Return every line of the data below unchanged and in the same order.

■ ■ ■ ■

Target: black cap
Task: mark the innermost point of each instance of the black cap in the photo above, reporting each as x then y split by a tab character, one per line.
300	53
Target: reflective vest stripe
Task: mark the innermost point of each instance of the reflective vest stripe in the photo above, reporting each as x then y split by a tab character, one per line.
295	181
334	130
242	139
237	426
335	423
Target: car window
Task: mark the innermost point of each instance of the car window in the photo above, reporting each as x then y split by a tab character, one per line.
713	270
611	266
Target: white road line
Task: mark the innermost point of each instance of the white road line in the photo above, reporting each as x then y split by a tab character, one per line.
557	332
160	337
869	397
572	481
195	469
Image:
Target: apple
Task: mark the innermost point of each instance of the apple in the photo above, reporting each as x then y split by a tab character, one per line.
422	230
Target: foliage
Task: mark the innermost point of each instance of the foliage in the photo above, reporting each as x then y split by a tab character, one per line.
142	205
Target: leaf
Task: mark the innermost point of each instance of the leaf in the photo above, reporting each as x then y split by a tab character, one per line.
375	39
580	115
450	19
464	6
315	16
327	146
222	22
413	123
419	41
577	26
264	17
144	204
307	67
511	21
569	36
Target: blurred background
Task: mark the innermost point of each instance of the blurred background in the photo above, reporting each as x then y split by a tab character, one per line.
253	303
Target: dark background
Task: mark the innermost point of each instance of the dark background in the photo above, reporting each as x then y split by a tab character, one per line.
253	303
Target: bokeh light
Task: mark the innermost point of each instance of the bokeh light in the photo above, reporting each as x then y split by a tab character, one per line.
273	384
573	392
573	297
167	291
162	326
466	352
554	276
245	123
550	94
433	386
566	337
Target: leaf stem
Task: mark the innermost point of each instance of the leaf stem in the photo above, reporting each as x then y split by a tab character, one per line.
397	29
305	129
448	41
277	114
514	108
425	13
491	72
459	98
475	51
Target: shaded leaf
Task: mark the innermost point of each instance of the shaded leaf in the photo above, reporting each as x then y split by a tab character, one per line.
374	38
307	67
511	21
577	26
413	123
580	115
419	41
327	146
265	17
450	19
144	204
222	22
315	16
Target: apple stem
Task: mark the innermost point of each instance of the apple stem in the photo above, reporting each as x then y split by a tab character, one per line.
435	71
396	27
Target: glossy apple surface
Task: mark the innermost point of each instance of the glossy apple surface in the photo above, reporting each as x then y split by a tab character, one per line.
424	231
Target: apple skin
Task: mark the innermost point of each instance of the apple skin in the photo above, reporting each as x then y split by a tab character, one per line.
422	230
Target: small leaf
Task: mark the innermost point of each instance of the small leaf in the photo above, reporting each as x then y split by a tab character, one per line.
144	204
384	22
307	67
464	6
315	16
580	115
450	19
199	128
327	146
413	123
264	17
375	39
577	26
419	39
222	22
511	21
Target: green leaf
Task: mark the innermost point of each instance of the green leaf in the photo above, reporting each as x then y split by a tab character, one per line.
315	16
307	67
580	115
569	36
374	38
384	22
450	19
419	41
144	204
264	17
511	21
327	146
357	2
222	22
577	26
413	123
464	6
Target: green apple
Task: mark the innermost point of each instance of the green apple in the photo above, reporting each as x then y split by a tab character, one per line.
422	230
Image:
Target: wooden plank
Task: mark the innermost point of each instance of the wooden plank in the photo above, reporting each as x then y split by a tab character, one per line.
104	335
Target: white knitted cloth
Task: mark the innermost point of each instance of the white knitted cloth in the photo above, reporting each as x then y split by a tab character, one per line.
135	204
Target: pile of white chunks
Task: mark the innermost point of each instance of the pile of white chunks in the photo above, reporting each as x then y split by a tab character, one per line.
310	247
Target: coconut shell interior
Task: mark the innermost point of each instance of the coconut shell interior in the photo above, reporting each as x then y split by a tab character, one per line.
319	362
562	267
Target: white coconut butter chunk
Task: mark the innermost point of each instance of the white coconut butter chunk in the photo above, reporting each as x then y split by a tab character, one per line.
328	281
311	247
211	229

■ ■ ■ ■

Task response.
Target: black cap
Task: mark the innermost point of each instance of the black cap in the photo above, reporting each as x then y split by a tab character, one per line.
300	53
Target: reflective vest stripe
Task: mark the innermost point of each instance of the reflective vest stripe in the photo above, reporting each as x then y split by a tab character, one per line.
295	181
334	130
242	139
237	426
335	423
Target: car window
Task: mark the innermost point of each instance of the car window in the photo above, reporting each as x then y split by a tab character, one per line.
713	270
611	266
Target: white road line
Task: mark the innermost point of each instance of the white road line in the photo above, reporting each as x then y split by a tab character, one per line.
557	332
160	337
869	397
572	481
195	469
Image:
Target: apple
Task: mark the innermost point of each instance of the apple in the photo above, reporting each as x then y split by a tab character, one per line.
422	230
Target: foliage
Task: mark the innermost point of each instance of the foliage in the photo above, reporting each as x then y split by a tab character, one per line.
142	205
Target: leaf
Task: mark the innermost point of each instance of the leaf in the photo above, reporting each as x then y split by a tab character, one per line.
375	39
580	115
450	19
464	6
315	16
327	146
222	22
413	123
419	41
577	26
264	17
144	204
307	67
511	21
569	36
Target: blurred background
Task: mark the innermost point of each instance of the blurred background in the photo above, reporting each as x then y split by a tab character, one per line.
253	303
Target: dark background
Task: mark the innermost point of each instance of the dark background in the photo above, reporting each as x then y split by a tab character, one per line.
253	303
Target: bokeh light
Task: mark the innermost point of each instance of the bokeh light in the photo above, reporting each as x then y split by a tab character, one per line.
273	384
573	392
573	297
167	291
162	326
466	352
554	276
245	123
550	94
433	386
566	337
Target: leaf stem
Task: mark the innermost point of each instance of the leaf stem in the photo above, reporting each as x then y split by a tab character, one per line.
397	29
305	129
448	41
277	114
514	108
425	13
491	72
459	98
475	51
Target: shaded leaf
Task: mark the innermost point of each instance of the shaded leaf in the photo above, reporting each as x then y split by a tab character, one per line.
374	38
307	67
511	21
577	26
413	123
580	115
419	41
327	146
265	17
450	19
144	204
222	22
315	16
Target: apple stem
Task: mark the innermost point of each instance of the apple stem in the photo above, reporting each as x then y split by a tab character, one per line.
435	71
396	27
Target: glossy apple surface
Task: mark the innermost point of each instance of the glossy apple surface in the photo above, reporting each as x then y split by a tab character, one per line.
424	231
Target: apple skin
Task: mark the innermost point of each instance of the apple skin in the photo above, reporting each as x then y split by a tab character, one per line.
422	230
Target: small leaf
Task: mark the innermost point of each instance of the small leaf in the photo above, reporting each as x then y split by a tab character, one per line.
144	204
384	22
307	67
464	6
315	16
580	115
450	19
199	128
327	146
413	123
264	17
375	39
577	26
419	39
222	22
511	21
Target: green leaf
Task: mark the innermost point of each instance of the green leaf in the photo above, reporting each as x then y split by a tab character, one per line.
315	16
307	67
580	115
569	36
374	38
384	22
450	19
419	41
144	204
264	17
511	21
327	146
357	2
222	22
577	26
413	123
464	6
Target: green apple
Task: mark the innermost point of each instance of the green apple in the photo above, reporting each as x then y split by a tab character, one per line.
422	230
Image:
Target: wooden plank
Task: mark the innermost point of each instance of the wooden plank in the photo above, reporting each as x then y split by a tab character, one per line.
104	335
Target: white knitted cloth
Task: mark the innermost point of each instance of the white knitted cloth in the photo above, reporting each as x then y split by a tab character, one per line.
135	204
Target: pile of white chunks
Task: mark the innermost point of each instance of the pile of white chunks in the photo above, reporting each as x then y split by a tab character, one per line.
310	247
Target: coconut shell interior
Task: mark the innermost point of each instance of the coconut shell interior in the photo above, reporting each as x then y split by a tab character, one per line.
319	362
562	267
Target: white coconut butter chunk
Task: mark the innermost point of each instance of the white coconut butter chunk in the photo above, reporting each as x then y split by a tab character, one per line.
328	281
311	247
211	229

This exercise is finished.